Point placement records:
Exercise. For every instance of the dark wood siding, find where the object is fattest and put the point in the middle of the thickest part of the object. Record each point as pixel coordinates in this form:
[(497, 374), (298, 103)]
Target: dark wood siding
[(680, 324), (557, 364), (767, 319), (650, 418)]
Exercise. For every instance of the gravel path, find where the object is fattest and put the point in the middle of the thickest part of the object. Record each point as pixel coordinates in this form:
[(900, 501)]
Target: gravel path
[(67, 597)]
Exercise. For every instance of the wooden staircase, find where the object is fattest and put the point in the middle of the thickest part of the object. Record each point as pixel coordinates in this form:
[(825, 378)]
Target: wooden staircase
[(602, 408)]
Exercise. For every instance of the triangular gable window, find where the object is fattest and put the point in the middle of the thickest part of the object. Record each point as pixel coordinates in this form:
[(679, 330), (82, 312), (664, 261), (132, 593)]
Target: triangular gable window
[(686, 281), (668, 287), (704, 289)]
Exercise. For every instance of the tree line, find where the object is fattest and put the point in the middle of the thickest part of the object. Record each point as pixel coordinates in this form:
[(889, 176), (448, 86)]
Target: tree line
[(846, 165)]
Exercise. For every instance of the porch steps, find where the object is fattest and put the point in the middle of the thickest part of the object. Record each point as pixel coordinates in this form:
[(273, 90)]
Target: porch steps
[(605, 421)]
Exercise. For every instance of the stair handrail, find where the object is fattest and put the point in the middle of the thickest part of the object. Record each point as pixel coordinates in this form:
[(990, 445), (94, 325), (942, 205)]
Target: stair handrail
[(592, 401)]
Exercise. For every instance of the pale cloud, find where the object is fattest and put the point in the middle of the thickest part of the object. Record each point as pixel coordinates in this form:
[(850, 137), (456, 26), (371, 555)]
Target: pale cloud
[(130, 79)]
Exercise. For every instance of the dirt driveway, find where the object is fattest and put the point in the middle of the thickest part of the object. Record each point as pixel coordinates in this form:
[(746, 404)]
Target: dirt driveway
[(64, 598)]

→ Aim of the exercise: Rewrite the records from the line containing "Exercise. For every instance of the porch" through the line containing "[(592, 401)]" as a Markdown table. Use the columns Row and Line, give each line its own row number, and leave out any blank lines.

→ Task solution:
| Row | Line |
|---|---|
| 1 | Exercise. For every instance of the porch steps, find where the object is fattest and put the point in the middle of the thickest part of the object. Record each point as pixel coordinates in this form: |
| 2 | [(273, 90)] |
| 3 | Target: porch steps |
| 4 | [(605, 421)] |
| 5 | Exercise. For every instance of the stair handrail, find where the object is fattest and put the point in the middle of the thickest part of the object. Record each point as pixel coordinates in this form: |
| 6 | [(990, 445), (94, 325), (942, 205)] |
| 7 | Target: stair handrail |
| 8 | [(592, 401)] |